◆ WHAT YOU HAVE TO DO
Please answer from the profile of Olivia Cornell below: in what year did she leave her job and officially join Cornell's?

◆ EXTRACT TO READ
As a buyer for Snow Country, a luxury ski retailer no longer in existence, Cornell was under the mentorship of store owners Dick and Joan Osur, whom she worked with for fourteen years. The Osurs guided Cornell in the retail and wholesale realm in a manner which she applies to co-operating Cornell’s Jewelers today; she explained that they fueled her sense of business ethics, taught her the importance of establishing and maintaining relationships, and encouraged her finesse for keenly appealing to customer needs.
A Blind Date…
“Three of our friends tried to get us together,” said Cornell. She is speaking of her husband David, whom she was introduced to on a blind date in 1991.
At the time, David Cornell was working as a dealer at the business his father Harry started in 1923: Cornell’s Diamond Importers. Interestingly, the business was located on the eleventh floor of the Temple Building downtown.
When David and Olivia were married, Olivia knew very little about the jewelry industry, but her extensive retailing background was enough to provoke her interest, and eventually, allow her to contribute her expertise to her husband’s business. In 1997, she left her job and officially joined Cornell’s, bringing a fresh perspective and savvy eye in tow.
“David’s support, understanding, and commitment to trust me meant everything,” said Cornell.
What she lacked in jewelry experience, she made up for in determination.
“It was very intimidating at first,” admitted Cornell. “I began to study by reading magazines, talking with vendors, and going to trade shows.”
Cornell also used her retail and wholesale knowledge to appeal to a wider range of clientele. Equipped with a plethora of information and a dash of instinct, Cornell was able to convince her husband, who had been at the time “strictly a diamond dealer,” to broaden the collection. Olivia understood what the masses wanted.
“I would read trade journals, talk to vendors, see what friends were wearing. I kept watching advertisements. When I first started working here, I brought David to John Hardy. We agreed to buy the line, and he was one of our first designers. I was able to find certain things that worked in our community,” said Cornell. “David began to believe in me, to trust me, which was so important. I’m so lucky to be a part of such a dynamic, exciting business. I couldn’t ask for more.”
Cornell explained that the fact that women are becoming self-purchasers in terms of jewelry, an entire world has opened up for the industry. Jewelry is no longer purchased only at celebratory life marks. Women are coming in to buy a pair of earrings… “just because.” A longtime fashion enthusiast, Cornell is excited about the increasing influence of women in making decisions about their accessories. It allows her to consult with a diverse group of designers and vendors in order to provide more unique and affordable collections.
Talking to Olivia Cornell today, one would never suspect that she hadn’t grown up in the industry…
Changing And Growing…
Eventually, Cornell understood that reaching a broader population would mean relocating. The city was no longer a convenient destination for clientele. A suburban locale seemed more ideal, something like…3100 Monroe Avenue would suffice.
“Originally, we had not been looking in Pittsford; we were thinking of perhaps Park Avenue. The Pittsford building was brought to us by a friend. It had been a series of office buildings. David and I decided to negotiate a price and purchase. We gutted it and started in brand new,” said Cornell.
A new, freshly renovated building was not the only change that would take place as the company expanded…
“I could see that the business was growing,” said Cornell. “We could either be wholesale or retail; we couldn’t be both. So we dropped the ‘Wholesale Diamond Importers’ and became a full retail store. David’s energy and excitement was diamonds, while I was interested in fashion jewelry. We work well together.”

◆ RECORDS PROVIDED
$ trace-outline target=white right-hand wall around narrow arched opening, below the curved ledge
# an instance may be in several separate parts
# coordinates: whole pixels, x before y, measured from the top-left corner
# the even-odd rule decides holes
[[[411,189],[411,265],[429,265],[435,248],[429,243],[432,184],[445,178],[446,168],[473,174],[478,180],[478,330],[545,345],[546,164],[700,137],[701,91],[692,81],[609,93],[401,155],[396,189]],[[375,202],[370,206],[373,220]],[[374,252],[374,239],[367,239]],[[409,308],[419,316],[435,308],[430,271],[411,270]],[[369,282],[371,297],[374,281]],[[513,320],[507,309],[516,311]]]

◆ ANSWER AREA
1997